**DIRECTION**
Copy out the records below verbatim, starting at the line that contains "Target: pepper skin" and continuing through the end of the records, with that first line included.

**DATA FOR PROCESSING**
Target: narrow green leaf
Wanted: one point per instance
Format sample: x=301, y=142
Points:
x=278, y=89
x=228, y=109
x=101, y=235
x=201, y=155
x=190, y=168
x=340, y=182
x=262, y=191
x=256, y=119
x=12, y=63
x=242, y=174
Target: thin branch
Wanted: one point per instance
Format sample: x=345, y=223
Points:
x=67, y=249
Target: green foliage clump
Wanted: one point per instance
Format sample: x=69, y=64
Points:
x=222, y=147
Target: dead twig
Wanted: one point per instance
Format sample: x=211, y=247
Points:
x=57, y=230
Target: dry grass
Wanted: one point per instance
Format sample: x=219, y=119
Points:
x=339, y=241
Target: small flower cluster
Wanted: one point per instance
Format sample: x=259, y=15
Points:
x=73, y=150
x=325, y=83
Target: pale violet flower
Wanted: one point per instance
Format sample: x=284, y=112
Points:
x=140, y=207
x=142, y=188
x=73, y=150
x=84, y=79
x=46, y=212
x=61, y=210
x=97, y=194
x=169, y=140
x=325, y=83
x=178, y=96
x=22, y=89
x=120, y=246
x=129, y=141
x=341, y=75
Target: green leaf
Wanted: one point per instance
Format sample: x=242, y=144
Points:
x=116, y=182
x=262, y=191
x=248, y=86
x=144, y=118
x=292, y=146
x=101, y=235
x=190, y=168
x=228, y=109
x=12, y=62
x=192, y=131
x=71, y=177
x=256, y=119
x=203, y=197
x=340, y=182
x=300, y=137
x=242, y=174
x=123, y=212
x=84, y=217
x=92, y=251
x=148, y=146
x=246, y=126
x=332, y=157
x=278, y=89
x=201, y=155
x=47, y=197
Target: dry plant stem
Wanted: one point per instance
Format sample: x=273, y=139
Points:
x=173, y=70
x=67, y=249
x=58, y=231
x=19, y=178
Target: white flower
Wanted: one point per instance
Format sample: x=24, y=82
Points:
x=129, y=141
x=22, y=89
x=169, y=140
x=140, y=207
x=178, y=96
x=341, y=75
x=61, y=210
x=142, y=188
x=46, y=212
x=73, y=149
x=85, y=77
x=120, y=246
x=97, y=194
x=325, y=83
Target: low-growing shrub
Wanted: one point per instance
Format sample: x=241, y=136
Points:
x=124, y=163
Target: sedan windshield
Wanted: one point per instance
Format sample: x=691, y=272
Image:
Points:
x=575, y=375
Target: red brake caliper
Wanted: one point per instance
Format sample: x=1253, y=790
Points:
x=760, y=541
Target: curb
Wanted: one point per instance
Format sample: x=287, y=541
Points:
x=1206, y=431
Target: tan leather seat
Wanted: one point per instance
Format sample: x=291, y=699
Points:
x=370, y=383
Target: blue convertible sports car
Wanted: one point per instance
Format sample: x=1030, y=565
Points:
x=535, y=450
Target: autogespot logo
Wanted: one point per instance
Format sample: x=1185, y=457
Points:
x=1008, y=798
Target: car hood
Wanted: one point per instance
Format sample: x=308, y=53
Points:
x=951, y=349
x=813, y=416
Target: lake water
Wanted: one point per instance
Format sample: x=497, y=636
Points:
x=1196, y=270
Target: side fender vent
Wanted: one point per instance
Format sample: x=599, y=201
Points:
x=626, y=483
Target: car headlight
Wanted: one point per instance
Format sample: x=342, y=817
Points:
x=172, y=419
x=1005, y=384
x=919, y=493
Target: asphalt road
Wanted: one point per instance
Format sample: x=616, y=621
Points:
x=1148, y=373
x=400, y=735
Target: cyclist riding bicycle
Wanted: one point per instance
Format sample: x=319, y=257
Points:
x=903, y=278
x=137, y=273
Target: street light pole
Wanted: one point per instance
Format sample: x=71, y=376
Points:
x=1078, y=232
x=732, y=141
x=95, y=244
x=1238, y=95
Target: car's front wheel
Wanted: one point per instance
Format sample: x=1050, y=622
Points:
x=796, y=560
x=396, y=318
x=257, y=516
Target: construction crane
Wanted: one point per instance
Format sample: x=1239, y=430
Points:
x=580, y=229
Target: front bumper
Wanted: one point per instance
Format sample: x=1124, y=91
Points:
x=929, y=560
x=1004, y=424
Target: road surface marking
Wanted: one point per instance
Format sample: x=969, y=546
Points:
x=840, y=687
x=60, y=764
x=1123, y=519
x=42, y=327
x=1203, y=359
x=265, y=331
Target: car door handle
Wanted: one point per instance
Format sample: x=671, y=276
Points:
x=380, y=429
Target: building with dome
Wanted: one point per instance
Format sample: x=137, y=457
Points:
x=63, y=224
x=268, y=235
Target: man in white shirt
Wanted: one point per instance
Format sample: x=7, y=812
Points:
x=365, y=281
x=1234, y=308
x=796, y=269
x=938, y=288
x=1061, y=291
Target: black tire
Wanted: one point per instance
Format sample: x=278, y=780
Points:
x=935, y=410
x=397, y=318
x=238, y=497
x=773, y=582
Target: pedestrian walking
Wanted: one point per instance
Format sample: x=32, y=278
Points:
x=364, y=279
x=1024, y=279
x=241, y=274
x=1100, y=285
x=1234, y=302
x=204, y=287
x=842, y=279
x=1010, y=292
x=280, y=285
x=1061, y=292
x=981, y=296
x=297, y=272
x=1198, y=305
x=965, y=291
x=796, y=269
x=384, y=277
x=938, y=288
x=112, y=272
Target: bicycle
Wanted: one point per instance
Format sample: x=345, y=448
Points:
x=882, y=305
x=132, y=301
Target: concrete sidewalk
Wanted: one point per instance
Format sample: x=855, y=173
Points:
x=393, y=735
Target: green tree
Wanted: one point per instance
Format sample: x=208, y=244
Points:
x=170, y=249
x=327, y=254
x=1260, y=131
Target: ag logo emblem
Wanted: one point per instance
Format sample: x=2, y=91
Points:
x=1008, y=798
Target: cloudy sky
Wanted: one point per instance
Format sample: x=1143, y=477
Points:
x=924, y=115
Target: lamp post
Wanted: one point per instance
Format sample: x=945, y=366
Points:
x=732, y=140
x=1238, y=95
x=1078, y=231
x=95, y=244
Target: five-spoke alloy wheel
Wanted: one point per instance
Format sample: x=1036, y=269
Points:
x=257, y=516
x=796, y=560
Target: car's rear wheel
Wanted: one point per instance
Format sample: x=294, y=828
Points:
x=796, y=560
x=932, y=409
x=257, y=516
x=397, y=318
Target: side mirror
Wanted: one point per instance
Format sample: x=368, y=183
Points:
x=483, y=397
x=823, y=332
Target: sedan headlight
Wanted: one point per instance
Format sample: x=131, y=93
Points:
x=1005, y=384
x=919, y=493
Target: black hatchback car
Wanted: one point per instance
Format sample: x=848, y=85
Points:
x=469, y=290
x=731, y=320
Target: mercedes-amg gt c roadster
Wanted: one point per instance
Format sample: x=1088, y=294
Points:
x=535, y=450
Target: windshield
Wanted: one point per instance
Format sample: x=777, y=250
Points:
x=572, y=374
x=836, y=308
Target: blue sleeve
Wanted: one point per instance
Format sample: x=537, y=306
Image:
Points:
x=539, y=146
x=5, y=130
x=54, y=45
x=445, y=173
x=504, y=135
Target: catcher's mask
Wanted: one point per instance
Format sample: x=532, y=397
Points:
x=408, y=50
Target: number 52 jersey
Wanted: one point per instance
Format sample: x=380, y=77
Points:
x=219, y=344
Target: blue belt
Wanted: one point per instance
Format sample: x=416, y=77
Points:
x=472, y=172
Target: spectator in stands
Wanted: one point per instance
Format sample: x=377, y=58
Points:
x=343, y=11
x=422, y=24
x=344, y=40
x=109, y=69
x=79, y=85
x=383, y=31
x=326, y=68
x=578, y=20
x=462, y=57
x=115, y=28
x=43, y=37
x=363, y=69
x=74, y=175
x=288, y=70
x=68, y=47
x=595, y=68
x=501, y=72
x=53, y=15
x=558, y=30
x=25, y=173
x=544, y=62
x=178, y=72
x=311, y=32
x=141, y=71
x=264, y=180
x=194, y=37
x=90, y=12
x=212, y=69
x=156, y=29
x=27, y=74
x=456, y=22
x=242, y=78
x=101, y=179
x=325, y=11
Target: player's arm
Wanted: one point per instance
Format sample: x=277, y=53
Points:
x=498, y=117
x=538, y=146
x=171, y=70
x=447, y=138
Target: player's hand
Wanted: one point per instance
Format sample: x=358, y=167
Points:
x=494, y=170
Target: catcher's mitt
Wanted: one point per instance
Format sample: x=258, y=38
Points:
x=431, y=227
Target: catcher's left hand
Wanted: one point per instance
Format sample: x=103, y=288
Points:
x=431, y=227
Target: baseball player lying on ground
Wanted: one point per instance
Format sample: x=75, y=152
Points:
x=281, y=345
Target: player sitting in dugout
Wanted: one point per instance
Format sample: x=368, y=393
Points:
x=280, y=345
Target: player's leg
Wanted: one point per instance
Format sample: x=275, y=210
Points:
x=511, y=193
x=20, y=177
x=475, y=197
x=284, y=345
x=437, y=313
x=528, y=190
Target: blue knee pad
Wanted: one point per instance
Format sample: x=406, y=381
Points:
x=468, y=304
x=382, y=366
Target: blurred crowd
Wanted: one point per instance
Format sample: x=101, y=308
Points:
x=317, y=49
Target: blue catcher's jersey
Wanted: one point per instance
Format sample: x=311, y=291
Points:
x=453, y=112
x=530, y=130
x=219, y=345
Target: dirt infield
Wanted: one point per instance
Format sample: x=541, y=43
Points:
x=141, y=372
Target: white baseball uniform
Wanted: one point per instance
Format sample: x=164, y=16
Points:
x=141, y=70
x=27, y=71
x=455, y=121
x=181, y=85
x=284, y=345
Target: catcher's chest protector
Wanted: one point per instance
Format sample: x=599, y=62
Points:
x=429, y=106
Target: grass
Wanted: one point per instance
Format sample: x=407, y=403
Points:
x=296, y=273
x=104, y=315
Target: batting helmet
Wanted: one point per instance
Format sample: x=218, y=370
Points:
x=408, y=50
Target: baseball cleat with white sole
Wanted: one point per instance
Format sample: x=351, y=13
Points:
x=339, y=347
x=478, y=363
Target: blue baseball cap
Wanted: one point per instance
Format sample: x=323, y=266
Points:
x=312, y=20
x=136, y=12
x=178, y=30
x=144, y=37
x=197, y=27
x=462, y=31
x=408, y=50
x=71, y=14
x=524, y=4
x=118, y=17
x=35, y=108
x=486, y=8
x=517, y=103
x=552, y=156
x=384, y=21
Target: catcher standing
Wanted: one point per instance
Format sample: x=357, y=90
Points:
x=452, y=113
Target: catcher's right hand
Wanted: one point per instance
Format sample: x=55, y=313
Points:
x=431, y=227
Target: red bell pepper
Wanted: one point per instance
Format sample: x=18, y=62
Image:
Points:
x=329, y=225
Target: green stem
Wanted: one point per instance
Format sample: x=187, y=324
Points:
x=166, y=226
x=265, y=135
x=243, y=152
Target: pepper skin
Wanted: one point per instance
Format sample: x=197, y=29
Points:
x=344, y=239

**TASK OUTPUT**
Target: pepper skin
Wanted: one point per instance
Format sample: x=197, y=29
Points:
x=344, y=239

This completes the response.